Goal.
Retype every item below word for word, leaving out the pictures.

Saved records.

↓

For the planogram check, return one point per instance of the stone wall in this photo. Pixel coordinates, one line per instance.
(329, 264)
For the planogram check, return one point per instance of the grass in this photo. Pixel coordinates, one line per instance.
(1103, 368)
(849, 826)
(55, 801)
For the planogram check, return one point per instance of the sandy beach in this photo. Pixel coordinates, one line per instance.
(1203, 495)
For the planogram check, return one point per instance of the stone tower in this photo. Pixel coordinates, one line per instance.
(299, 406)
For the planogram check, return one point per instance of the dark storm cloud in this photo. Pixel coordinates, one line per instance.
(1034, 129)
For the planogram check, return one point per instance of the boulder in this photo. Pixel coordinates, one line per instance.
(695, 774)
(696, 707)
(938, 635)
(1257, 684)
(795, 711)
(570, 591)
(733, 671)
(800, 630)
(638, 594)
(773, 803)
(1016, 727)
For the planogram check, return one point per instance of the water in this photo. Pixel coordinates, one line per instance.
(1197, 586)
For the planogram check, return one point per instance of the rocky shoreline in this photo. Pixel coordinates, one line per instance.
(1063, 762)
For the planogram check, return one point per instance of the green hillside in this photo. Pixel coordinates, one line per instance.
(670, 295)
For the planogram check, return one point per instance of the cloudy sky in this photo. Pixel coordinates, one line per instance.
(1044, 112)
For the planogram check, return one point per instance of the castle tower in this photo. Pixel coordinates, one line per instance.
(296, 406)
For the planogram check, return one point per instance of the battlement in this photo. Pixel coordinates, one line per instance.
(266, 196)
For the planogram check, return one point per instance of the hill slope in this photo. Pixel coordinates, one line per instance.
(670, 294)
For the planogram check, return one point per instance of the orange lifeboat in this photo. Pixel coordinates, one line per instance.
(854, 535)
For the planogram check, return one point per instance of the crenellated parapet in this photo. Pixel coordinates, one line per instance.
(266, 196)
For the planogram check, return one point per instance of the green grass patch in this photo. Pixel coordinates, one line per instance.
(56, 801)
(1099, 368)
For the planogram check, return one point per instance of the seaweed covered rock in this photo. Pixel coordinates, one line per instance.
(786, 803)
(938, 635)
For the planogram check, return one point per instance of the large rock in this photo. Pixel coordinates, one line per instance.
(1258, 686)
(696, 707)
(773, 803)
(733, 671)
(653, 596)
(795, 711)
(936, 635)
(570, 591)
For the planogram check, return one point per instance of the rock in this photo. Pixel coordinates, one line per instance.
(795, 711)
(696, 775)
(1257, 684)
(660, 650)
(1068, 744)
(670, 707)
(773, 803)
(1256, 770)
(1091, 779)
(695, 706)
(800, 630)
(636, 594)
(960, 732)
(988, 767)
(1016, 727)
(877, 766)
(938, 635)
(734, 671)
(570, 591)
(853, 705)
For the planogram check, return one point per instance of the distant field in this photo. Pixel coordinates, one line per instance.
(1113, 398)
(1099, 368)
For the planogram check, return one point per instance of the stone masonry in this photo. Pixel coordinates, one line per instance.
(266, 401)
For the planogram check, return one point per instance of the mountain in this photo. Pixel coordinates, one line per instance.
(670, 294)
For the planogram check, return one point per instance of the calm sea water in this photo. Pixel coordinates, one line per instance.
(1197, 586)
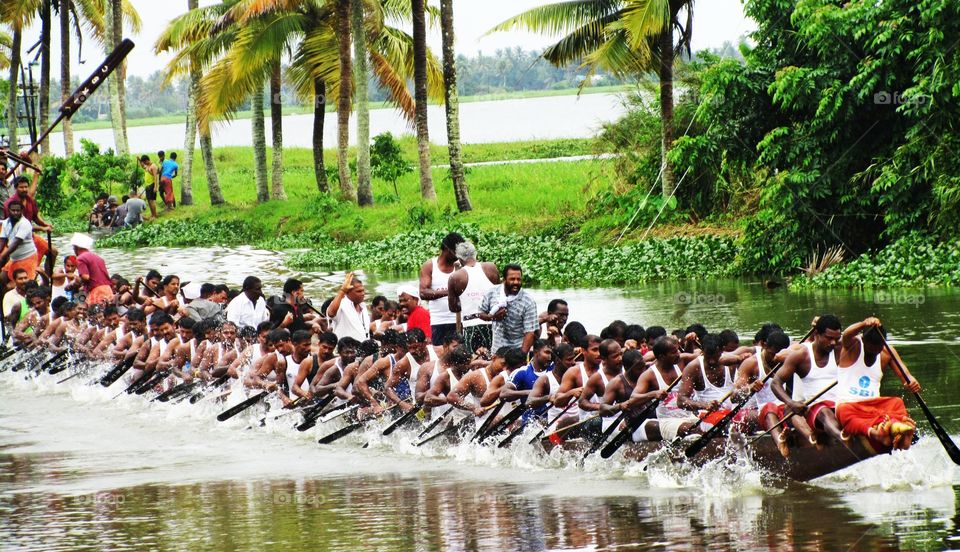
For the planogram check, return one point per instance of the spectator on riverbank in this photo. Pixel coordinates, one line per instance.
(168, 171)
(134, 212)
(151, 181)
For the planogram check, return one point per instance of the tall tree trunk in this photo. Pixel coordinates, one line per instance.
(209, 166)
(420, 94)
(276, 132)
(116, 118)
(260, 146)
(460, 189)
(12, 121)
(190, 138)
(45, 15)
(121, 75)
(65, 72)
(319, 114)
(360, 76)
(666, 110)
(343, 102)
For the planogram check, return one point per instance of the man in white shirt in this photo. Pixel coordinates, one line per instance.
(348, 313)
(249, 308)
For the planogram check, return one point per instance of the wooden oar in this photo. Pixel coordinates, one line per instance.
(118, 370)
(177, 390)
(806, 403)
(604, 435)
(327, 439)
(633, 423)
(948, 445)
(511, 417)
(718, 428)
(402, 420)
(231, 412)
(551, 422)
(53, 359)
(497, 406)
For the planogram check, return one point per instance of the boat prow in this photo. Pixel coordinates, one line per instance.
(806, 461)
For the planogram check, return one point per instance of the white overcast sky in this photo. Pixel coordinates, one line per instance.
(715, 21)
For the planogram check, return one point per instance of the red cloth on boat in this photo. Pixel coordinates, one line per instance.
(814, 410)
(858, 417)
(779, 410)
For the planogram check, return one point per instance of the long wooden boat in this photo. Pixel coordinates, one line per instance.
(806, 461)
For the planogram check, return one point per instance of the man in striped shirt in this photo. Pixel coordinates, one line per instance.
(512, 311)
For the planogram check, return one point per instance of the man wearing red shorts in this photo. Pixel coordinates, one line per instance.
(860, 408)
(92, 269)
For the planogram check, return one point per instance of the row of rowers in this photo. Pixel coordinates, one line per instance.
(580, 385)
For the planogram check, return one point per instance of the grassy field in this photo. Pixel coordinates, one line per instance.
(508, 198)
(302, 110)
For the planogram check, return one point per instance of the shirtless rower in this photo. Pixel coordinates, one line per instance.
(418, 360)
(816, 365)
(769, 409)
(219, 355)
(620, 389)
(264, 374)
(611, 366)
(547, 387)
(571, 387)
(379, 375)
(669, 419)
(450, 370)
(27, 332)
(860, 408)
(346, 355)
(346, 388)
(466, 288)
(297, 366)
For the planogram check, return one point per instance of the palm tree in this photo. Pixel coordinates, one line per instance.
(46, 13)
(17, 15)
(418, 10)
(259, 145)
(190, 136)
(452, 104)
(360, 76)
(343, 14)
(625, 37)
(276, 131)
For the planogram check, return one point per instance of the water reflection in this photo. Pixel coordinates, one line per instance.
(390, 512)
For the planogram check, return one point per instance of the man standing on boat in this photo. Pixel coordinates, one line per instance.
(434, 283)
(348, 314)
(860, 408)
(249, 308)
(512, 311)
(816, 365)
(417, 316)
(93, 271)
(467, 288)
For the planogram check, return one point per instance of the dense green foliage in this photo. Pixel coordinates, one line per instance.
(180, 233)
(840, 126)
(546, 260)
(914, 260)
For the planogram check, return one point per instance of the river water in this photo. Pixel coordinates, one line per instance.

↑

Correct output.
For the planogram check, return one point per instance of the stone wall in this photo. Pixel coordinates, one line per instance.
(329, 264)
For the planogram check, return one point per instance of the grass in this photo. Pixel coordinates, one line per instance.
(1103, 368)
(849, 826)
(55, 801)
For the planogram check, return one point per instance of the sandy beach in this photo. Pixel coordinates, one line per instance.
(1203, 495)
For the planogram check, return one point per instance of the stone tower in this photo. Pixel coordinates, one line per instance.
(299, 406)
For the planogram check, return one point per instance of the dark storm cloud in this photo. Pixel coordinates, one line per instance.
(1034, 129)
For the planogram check, return one point per instance of the boulder in this photo. Pixel coordinates, one line per instance.
(695, 774)
(696, 707)
(938, 635)
(1257, 684)
(795, 711)
(570, 591)
(733, 671)
(800, 630)
(638, 594)
(773, 803)
(1016, 727)
For the planogram check, return one point per instance of the water in this photo. Pixel coordinates, one line per instance.
(1197, 586)
For the planogram check, return one point per instance of the rocky shoreline in this photo. Pixel coordinates, one line per instance.
(1063, 762)
For the planogram check, return one point per instance of the green hillside in this photo. Pixel coordinates, one line per instance.
(670, 295)
For the planogram check, return one point per instance of the cloudy sky in this photo. Pixel coordinates, one line per instance.
(1044, 112)
For the planogram check, return one point per instance of the castle tower in this photo. Pixel coordinates, one line per instance.
(296, 406)
For the planogram check, return one point per instance of the battlement in this photo. Pixel coordinates, one line per instance.
(266, 196)
For the planogram check, return one point per instance of the hill slope in this photo. Pixel coordinates, one line per instance.
(670, 294)
For the planogram check, return one point per instance of the orange lifeboat in this photo. Pixel coordinates, one line per instance.
(854, 535)
For the planogram check, return one point per instance of the crenellated parapet in this photo. Pixel coordinates, one line per instance.
(266, 196)
For the planogram check, return one point per instance of the green grass patch in this photo. Pixel coordinates, one line per instance.
(56, 801)
(1099, 368)
For the planogram check, return one point per instance of the seaweed covered rock in this photo. Pixel coordinates, one line per instance.
(786, 803)
(938, 635)
For the planogram check, return one point per instance of the large rock in this photo. Pixel coordinates, one line per instance.
(1258, 686)
(696, 707)
(773, 803)
(733, 671)
(653, 596)
(795, 711)
(936, 635)
(570, 591)
For the planogram check, return one point per instance of the rock in this photo. Pixel coordinates, one line per instance.
(795, 711)
(696, 775)
(1257, 684)
(660, 650)
(1068, 744)
(670, 707)
(773, 803)
(1256, 770)
(1091, 779)
(695, 706)
(800, 630)
(636, 594)
(960, 732)
(988, 767)
(1016, 727)
(877, 766)
(938, 635)
(734, 671)
(570, 591)
(853, 705)
For the planogram check, return one point per instance of the distant field in this photo. Pixel coordinates, one line per instance.
(1113, 398)
(1099, 368)
For the planogram check, return one point per instance of the stone masonry in this photo. Pixel coordinates, one line per instance.
(266, 401)
For the planogram check, return one point per instance of the mountain in this photo. Pixel coordinates, one line per instance.
(670, 294)
For the planogram check, return one point per instance of the calm sea water in this photo. Pixel coordinates, one line per instance.
(1197, 586)
For the planogram check, return one point per instance of the spectator on riverbank in this photo. Pixel coordinates, one line per instance.
(168, 171)
(134, 212)
(151, 181)
For the planogram check, return one point per instance of the tall tree trunk in this photo. Pixel coordinates, one line per instance.
(209, 166)
(420, 94)
(276, 132)
(116, 118)
(260, 146)
(460, 189)
(12, 121)
(190, 138)
(45, 15)
(121, 75)
(65, 72)
(319, 114)
(360, 76)
(666, 110)
(343, 102)
For the planogram check, return one point per instance of the man in white shirt in this photo. Pixel coordinates, one line per instance.
(348, 313)
(249, 308)
For the planogram check, return one point per instance of the wooden oar in this photo. Pixel coordinates, one line per instance.
(118, 370)
(177, 390)
(806, 403)
(604, 435)
(327, 439)
(633, 423)
(948, 445)
(511, 417)
(718, 428)
(402, 420)
(231, 412)
(551, 422)
(53, 359)
(497, 406)
For the planogram check, return one point per instance of the boat prow in this photo. Pixel coordinates, one line per instance.
(806, 461)
For the planogram check, return one point per instance of the white overcast sky in this photo. Pixel coordinates, one line per instance.
(715, 21)
For the planogram check, return one point per instance of the red cloth on boat in this photo. Pixel coordinates, one line per instance.
(814, 410)
(858, 417)
(779, 410)
For the planogram check, return one point per instance of the long wooden boat in this photo. Pixel coordinates, one line per instance.
(806, 461)
For the planogram check, return one point per instance of the man in striped shirt in this photo. Pixel coordinates, one line per instance.
(512, 311)
For the planogram check, return one point per instance of the man wearing red shorts in this photo. Pixel coordinates, one line per instance.
(860, 408)
(92, 269)
For the planogram check, return one point per instance of the row of rowers in this photo. Pixel coordinates, one line per instance.
(580, 385)
For the planogram check, return one point per instance of the grassy field in this photo. Pixel coordinates, one line per instance.
(508, 198)
(302, 110)
For the planogram check, return one point per instance of the shirtless rower in this photo. Pixel coordinates, one line per instance.
(418, 360)
(816, 365)
(769, 409)
(219, 355)
(620, 389)
(264, 374)
(611, 366)
(547, 387)
(571, 387)
(379, 375)
(669, 419)
(450, 370)
(27, 332)
(860, 408)
(346, 355)
(346, 388)
(466, 288)
(297, 366)
For the planogram check, return one point per instance of the palm tree in this photo. Pixel coordinates, one line per instance.
(46, 13)
(17, 15)
(418, 10)
(259, 145)
(190, 136)
(452, 104)
(360, 76)
(343, 14)
(625, 37)
(276, 131)
For the planogram check, return one point per instance of the water reflection in this photo. Pixel coordinates, one line per instance.
(390, 512)
For the planogram check, return one point per instance of the man standing on boat in this photo. Pixel coordinates, one line per instance.
(434, 283)
(348, 314)
(860, 408)
(249, 308)
(512, 311)
(816, 365)
(417, 316)
(93, 271)
(467, 288)
For the planogram check, return one point per instance of the dense green foliage in this photo. Pixel coordinates, one line per instance.
(180, 233)
(840, 126)
(546, 260)
(914, 260)
For the planogram check, return one point per instance of the river water in this photo. Pixel coordinates, one line per instance.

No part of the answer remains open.